** START OF Record excerpts **

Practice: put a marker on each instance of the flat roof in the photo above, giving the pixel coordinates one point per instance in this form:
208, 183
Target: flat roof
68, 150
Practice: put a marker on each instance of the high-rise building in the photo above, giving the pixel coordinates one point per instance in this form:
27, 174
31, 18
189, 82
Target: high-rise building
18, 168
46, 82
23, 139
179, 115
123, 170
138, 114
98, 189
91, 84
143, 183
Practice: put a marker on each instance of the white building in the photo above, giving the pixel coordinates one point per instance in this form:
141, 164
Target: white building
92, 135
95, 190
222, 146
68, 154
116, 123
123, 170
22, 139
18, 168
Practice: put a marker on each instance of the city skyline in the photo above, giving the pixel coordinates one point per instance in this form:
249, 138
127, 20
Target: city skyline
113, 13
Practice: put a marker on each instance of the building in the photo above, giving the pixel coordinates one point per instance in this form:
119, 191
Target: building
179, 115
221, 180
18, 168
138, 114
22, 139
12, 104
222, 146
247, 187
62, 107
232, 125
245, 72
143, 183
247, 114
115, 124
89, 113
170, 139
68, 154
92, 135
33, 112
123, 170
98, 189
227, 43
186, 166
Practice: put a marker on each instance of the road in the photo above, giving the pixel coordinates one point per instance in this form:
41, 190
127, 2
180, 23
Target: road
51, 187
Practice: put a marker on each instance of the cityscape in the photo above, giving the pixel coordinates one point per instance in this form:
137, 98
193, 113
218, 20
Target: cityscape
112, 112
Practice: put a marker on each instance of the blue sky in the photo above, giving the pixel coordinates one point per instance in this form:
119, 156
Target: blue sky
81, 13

** END OF Record excerpts **

### [Exercise]
Copy the records above again, requests included, beginning at the line that contains "Practice: put a marker on each instance of the blue" and stopping after the last line of the records. Shift every coordinate in the answers by -96.

### [Full answer]
Practice: put a marker on each instance of the blue sky in the photo above, giving the pixel coordinates one point per instance in this form:
119, 156
Target: blue sky
-15, -83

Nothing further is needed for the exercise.